--- START Input records ---
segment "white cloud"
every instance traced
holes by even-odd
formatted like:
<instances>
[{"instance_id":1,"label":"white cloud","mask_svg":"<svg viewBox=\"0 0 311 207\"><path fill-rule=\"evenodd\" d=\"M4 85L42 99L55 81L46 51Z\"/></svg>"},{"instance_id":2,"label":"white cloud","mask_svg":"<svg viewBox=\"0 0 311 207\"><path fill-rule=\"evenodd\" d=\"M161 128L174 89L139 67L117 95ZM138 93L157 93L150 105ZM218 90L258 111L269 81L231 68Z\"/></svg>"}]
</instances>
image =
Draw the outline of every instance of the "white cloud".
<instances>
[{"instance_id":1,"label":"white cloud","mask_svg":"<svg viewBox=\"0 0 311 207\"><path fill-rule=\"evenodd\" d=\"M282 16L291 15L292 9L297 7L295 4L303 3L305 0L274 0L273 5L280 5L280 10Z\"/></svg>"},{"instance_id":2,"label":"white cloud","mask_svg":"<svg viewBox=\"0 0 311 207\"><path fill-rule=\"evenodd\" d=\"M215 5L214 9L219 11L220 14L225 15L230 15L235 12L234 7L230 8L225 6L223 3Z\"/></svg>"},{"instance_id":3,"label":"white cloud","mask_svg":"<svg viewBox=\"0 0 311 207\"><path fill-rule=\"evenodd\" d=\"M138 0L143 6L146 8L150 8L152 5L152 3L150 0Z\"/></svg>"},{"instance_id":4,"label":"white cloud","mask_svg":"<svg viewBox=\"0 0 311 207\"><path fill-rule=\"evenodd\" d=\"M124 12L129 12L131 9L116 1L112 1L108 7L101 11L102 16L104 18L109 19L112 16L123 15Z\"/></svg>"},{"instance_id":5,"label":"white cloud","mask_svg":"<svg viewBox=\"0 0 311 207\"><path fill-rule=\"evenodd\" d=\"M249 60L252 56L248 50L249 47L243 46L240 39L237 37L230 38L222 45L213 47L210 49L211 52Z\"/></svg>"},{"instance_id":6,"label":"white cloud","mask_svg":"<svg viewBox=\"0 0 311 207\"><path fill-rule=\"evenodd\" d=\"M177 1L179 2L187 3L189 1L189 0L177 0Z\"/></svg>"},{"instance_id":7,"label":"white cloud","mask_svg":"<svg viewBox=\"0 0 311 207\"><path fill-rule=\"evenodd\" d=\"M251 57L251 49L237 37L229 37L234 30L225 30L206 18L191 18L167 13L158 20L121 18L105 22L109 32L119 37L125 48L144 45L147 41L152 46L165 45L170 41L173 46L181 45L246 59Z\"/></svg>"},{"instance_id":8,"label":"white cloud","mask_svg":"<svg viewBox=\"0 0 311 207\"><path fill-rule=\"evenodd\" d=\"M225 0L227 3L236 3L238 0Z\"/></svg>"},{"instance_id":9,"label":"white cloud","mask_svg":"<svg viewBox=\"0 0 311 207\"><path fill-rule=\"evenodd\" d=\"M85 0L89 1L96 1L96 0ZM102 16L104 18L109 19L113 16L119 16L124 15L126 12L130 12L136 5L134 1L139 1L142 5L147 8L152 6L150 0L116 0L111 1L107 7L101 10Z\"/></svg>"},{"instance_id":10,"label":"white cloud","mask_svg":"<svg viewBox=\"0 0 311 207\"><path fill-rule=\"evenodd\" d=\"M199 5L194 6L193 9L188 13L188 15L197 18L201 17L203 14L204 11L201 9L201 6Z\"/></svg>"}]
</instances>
--- END Input records ---
• _Given problem_:
Copy out the full listing exactly.

• _Expected answer_:
segment "white cloud"
every instance traced
holes by even-odd
formatted like:
<instances>
[{"instance_id":1,"label":"white cloud","mask_svg":"<svg viewBox=\"0 0 311 207\"><path fill-rule=\"evenodd\" d=\"M4 85L42 99L55 81L46 51Z\"/></svg>"},{"instance_id":2,"label":"white cloud","mask_svg":"<svg viewBox=\"0 0 311 207\"><path fill-rule=\"evenodd\" d=\"M161 128L174 89L139 67L117 95ZM138 93L157 93L150 105ZM218 90L258 111L269 81L231 68Z\"/></svg>"}]
</instances>
image =
Draw the outline of every instance of the "white cloud".
<instances>
[{"instance_id":1,"label":"white cloud","mask_svg":"<svg viewBox=\"0 0 311 207\"><path fill-rule=\"evenodd\" d=\"M282 16L291 15L292 9L297 7L295 4L303 3L305 0L274 0L273 5L280 5L280 10Z\"/></svg>"},{"instance_id":2,"label":"white cloud","mask_svg":"<svg viewBox=\"0 0 311 207\"><path fill-rule=\"evenodd\" d=\"M215 5L214 9L219 11L220 14L225 15L230 15L235 12L234 7L230 8L225 6L223 3Z\"/></svg>"},{"instance_id":3,"label":"white cloud","mask_svg":"<svg viewBox=\"0 0 311 207\"><path fill-rule=\"evenodd\" d=\"M138 0L143 6L146 8L150 8L152 5L152 3L150 0Z\"/></svg>"},{"instance_id":4,"label":"white cloud","mask_svg":"<svg viewBox=\"0 0 311 207\"><path fill-rule=\"evenodd\" d=\"M124 12L129 12L131 9L116 1L112 1L108 7L101 11L102 16L104 18L109 19L112 16L123 15Z\"/></svg>"},{"instance_id":5,"label":"white cloud","mask_svg":"<svg viewBox=\"0 0 311 207\"><path fill-rule=\"evenodd\" d=\"M249 60L252 56L248 50L249 47L243 46L240 39L237 37L230 38L222 45L213 47L210 49L211 52Z\"/></svg>"},{"instance_id":6,"label":"white cloud","mask_svg":"<svg viewBox=\"0 0 311 207\"><path fill-rule=\"evenodd\" d=\"M177 1L179 2L187 3L189 1L189 0L177 0Z\"/></svg>"},{"instance_id":7,"label":"white cloud","mask_svg":"<svg viewBox=\"0 0 311 207\"><path fill-rule=\"evenodd\" d=\"M251 57L251 49L237 37L229 37L234 30L225 30L206 18L191 18L167 13L158 20L121 18L105 22L109 32L119 37L125 48L144 45L147 41L152 46L165 45L170 41L173 46L181 45L246 59Z\"/></svg>"},{"instance_id":8,"label":"white cloud","mask_svg":"<svg viewBox=\"0 0 311 207\"><path fill-rule=\"evenodd\" d=\"M225 0L227 3L236 3L238 0Z\"/></svg>"},{"instance_id":9,"label":"white cloud","mask_svg":"<svg viewBox=\"0 0 311 207\"><path fill-rule=\"evenodd\" d=\"M85 0L89 1L96 1L96 0ZM102 16L104 18L109 19L113 16L119 16L124 15L126 12L130 12L136 5L134 1L139 1L142 5L147 8L152 6L150 0L116 0L111 1L107 7L101 10Z\"/></svg>"},{"instance_id":10,"label":"white cloud","mask_svg":"<svg viewBox=\"0 0 311 207\"><path fill-rule=\"evenodd\" d=\"M199 5L194 6L193 9L188 13L188 15L197 18L201 17L203 14L204 11L201 9L201 6Z\"/></svg>"}]
</instances>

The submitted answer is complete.